> Challenge
Start with the line containing "the asphalt pavement." and write out each line through the end of the listing, exactly as given.

> Dataset records
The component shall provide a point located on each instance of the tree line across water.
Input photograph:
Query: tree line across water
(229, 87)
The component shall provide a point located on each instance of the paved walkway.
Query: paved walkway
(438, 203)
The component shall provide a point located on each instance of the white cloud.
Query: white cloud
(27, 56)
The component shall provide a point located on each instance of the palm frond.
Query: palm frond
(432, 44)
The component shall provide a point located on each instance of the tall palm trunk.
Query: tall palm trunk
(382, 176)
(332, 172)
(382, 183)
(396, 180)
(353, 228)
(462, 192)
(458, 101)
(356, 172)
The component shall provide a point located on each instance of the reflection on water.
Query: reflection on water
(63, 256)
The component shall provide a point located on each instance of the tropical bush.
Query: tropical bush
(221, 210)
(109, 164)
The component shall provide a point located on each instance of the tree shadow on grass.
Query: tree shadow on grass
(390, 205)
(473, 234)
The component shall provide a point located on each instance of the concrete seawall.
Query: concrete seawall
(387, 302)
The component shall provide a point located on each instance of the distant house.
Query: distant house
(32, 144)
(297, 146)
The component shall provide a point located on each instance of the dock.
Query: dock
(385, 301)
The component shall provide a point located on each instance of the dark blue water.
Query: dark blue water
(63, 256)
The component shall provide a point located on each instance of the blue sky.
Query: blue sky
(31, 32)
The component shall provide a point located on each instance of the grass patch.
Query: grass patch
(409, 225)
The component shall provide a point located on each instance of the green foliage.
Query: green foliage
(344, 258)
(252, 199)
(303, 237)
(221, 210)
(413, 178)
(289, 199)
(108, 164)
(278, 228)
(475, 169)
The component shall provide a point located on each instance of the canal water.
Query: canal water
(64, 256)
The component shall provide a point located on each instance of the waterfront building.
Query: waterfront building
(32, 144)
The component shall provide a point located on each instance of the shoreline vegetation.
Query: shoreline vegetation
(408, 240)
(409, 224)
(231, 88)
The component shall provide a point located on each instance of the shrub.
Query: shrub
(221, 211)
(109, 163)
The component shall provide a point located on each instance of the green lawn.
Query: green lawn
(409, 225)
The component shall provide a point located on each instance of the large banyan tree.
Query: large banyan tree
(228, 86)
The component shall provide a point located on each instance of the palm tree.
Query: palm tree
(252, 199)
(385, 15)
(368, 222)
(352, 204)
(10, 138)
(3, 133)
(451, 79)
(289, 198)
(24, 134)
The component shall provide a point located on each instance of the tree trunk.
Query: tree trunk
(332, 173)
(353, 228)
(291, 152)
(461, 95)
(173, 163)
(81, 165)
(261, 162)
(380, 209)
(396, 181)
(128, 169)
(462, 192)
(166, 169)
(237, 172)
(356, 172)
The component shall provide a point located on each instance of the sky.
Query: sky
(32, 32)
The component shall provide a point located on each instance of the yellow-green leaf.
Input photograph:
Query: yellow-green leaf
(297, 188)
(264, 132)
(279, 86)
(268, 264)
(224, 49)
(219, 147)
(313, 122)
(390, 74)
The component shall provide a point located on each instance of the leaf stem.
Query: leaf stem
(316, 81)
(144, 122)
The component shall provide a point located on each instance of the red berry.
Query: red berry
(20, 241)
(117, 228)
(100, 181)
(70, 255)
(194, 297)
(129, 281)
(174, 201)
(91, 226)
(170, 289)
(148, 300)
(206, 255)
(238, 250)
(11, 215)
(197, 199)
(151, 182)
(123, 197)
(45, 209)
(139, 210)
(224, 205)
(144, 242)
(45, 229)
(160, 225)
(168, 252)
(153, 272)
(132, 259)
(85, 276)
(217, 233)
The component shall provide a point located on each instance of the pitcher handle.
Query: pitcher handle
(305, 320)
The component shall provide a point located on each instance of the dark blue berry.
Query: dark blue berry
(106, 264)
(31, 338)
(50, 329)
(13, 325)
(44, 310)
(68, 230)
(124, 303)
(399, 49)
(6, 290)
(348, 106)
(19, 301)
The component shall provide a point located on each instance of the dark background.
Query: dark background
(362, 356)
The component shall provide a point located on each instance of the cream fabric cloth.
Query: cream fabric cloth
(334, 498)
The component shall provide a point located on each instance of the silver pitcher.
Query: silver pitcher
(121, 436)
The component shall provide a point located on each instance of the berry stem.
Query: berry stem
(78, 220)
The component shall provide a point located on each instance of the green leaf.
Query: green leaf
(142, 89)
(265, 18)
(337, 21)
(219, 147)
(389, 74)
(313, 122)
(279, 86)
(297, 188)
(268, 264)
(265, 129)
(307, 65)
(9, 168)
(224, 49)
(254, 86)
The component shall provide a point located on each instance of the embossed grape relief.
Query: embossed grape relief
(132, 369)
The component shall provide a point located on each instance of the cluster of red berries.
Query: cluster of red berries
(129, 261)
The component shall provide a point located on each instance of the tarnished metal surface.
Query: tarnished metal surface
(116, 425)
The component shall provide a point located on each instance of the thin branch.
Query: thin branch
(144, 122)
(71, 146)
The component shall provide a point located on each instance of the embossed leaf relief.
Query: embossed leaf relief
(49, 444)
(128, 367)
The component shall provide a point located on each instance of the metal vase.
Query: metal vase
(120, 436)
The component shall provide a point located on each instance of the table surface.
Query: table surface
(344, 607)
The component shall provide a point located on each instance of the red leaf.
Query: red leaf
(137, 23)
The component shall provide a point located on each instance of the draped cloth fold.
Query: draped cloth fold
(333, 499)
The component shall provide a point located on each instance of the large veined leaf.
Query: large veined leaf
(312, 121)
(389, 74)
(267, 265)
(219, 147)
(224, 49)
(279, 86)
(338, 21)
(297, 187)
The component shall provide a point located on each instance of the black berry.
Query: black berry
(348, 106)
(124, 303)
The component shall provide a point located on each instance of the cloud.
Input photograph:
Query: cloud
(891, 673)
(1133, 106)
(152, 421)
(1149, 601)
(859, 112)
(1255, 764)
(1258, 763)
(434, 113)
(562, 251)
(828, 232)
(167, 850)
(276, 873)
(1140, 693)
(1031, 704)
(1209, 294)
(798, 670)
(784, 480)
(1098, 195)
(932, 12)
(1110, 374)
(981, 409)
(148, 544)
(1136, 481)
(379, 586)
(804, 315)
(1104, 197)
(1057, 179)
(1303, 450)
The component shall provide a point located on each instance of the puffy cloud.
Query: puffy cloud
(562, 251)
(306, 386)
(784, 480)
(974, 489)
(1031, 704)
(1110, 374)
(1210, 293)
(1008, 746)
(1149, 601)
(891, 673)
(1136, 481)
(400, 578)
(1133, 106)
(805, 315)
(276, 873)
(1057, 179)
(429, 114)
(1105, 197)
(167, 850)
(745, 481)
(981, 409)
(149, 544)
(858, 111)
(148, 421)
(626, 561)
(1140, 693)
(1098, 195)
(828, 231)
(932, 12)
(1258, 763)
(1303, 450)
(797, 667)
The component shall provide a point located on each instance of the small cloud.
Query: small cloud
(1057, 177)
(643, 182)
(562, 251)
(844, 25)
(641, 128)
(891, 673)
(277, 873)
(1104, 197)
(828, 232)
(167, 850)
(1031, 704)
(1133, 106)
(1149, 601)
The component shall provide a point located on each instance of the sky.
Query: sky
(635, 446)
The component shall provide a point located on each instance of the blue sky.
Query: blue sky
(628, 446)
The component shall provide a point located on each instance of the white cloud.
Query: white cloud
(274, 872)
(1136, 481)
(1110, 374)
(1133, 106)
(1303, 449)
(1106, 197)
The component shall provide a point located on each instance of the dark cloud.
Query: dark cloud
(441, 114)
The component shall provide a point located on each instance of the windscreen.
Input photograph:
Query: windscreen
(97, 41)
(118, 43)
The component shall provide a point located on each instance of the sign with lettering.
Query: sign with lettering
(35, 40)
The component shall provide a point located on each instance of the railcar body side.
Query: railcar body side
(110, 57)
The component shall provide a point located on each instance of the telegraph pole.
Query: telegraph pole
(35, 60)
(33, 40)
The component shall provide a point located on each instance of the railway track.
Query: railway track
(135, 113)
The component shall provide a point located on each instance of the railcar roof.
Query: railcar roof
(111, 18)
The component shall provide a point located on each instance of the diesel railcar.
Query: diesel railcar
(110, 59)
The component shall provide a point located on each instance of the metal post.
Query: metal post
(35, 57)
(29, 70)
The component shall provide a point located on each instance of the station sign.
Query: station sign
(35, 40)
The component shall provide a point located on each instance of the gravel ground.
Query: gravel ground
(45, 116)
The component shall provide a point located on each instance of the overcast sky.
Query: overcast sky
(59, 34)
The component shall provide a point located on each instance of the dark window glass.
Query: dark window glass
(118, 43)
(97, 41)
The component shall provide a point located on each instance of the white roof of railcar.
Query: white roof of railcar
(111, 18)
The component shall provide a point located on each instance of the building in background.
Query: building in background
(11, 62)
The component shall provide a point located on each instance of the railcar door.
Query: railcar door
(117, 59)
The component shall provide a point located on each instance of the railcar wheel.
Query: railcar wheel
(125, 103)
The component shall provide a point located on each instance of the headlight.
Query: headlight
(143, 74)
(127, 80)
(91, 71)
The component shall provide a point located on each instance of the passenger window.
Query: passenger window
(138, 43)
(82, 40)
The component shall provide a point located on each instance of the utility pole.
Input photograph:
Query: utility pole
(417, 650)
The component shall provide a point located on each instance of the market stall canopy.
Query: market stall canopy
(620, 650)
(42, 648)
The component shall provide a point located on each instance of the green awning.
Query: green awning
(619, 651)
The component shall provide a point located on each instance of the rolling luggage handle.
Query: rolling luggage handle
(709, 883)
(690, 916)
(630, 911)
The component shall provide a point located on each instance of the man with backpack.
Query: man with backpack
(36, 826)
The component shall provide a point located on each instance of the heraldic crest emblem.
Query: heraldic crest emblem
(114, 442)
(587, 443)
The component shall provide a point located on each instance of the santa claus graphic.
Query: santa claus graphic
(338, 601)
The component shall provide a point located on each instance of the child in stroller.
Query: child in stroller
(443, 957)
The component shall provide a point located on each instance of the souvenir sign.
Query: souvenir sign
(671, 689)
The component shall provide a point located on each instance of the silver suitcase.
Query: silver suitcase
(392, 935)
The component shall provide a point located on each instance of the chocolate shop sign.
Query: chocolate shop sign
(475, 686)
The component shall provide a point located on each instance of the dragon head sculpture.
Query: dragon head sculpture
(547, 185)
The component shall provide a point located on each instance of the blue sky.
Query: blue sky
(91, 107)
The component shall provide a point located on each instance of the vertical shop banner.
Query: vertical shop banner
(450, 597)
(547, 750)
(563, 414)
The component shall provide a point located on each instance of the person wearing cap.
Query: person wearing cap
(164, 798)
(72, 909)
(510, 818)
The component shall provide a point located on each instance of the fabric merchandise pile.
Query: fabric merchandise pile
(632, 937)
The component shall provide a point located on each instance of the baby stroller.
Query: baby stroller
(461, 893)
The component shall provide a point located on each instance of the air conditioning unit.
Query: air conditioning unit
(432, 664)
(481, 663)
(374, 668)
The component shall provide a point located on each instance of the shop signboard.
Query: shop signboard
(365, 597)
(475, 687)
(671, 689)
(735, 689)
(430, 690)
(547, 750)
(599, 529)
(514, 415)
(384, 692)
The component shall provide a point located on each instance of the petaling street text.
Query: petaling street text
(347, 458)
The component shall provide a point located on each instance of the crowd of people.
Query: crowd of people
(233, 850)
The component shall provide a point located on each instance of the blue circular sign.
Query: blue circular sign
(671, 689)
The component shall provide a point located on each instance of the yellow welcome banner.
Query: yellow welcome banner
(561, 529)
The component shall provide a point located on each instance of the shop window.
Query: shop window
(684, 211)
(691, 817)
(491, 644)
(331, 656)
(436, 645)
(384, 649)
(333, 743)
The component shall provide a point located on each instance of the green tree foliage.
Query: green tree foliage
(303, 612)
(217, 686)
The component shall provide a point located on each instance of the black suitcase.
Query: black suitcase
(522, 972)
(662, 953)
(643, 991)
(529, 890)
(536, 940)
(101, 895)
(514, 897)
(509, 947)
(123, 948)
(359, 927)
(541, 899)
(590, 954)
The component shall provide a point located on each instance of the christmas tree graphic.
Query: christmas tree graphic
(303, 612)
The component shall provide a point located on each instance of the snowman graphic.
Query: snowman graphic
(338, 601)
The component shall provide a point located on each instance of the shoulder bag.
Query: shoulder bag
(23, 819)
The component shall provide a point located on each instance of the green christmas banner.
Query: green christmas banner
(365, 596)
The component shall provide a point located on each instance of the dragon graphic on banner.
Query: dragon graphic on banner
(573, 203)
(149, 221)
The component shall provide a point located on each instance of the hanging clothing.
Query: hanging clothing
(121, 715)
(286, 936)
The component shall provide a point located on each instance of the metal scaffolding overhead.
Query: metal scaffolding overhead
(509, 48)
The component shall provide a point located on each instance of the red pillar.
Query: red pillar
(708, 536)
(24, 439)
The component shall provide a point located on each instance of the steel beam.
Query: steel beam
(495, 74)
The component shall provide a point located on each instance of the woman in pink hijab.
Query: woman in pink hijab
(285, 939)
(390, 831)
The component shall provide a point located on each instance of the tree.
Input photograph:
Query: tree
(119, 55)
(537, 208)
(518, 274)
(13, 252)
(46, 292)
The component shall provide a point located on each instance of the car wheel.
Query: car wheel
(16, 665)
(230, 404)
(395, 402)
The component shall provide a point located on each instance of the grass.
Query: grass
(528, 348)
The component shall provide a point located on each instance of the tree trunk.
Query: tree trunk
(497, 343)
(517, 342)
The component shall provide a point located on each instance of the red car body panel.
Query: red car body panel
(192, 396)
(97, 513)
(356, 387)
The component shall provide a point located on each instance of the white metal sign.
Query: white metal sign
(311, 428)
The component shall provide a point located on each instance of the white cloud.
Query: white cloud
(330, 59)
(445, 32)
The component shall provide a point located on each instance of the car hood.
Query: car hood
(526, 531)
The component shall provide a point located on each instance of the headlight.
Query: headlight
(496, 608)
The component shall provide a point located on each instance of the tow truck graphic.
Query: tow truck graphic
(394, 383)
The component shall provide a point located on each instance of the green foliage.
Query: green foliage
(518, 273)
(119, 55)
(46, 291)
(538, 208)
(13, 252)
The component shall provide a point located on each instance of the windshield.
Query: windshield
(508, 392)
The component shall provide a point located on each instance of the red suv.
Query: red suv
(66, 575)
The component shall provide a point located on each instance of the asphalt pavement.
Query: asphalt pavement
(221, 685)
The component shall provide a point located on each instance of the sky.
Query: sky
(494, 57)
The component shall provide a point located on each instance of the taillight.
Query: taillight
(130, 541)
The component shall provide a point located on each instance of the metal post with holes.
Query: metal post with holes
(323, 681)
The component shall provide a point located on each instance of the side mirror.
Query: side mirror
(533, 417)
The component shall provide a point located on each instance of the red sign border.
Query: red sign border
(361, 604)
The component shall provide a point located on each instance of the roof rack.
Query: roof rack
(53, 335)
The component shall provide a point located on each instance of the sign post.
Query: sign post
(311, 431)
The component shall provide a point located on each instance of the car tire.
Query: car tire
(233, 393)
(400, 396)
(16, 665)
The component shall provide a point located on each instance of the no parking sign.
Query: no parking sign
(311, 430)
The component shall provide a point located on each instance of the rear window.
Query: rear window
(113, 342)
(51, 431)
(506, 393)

> Task response
The component shall provide a point located on each instance of the asphalt pavement.
Query: asphalt pavement
(221, 685)
The component shall provide a point located on each instance of the sky.
Query: sky
(494, 57)
The component shall provide a point located on each instance of the taillight.
Query: taillight
(130, 541)
The component shall provide a point located on each instance of the metal post with holes.
Query: metal post with holes
(323, 681)
The component shall provide a point located on each instance of the side mirror.
Query: side mirror
(533, 417)
The component shall provide a point located on each instance of the red sign border.
Query: red sign border
(361, 604)
The component shall provide a point located on each instance of the roof rack.
Query: roof rack
(53, 335)
The component shall provide a point located on each instance of the sign post.
Query: sign post
(311, 431)
The component shall provide a point located on each instance of the car tire.
Query: car tire
(233, 393)
(400, 396)
(16, 665)
The component shall provide a point located on each instance of the no parking sign.
Query: no parking sign
(311, 430)
The component shall provide a point located on each instance of the rear window.
Query: rear window
(113, 342)
(51, 431)
(506, 393)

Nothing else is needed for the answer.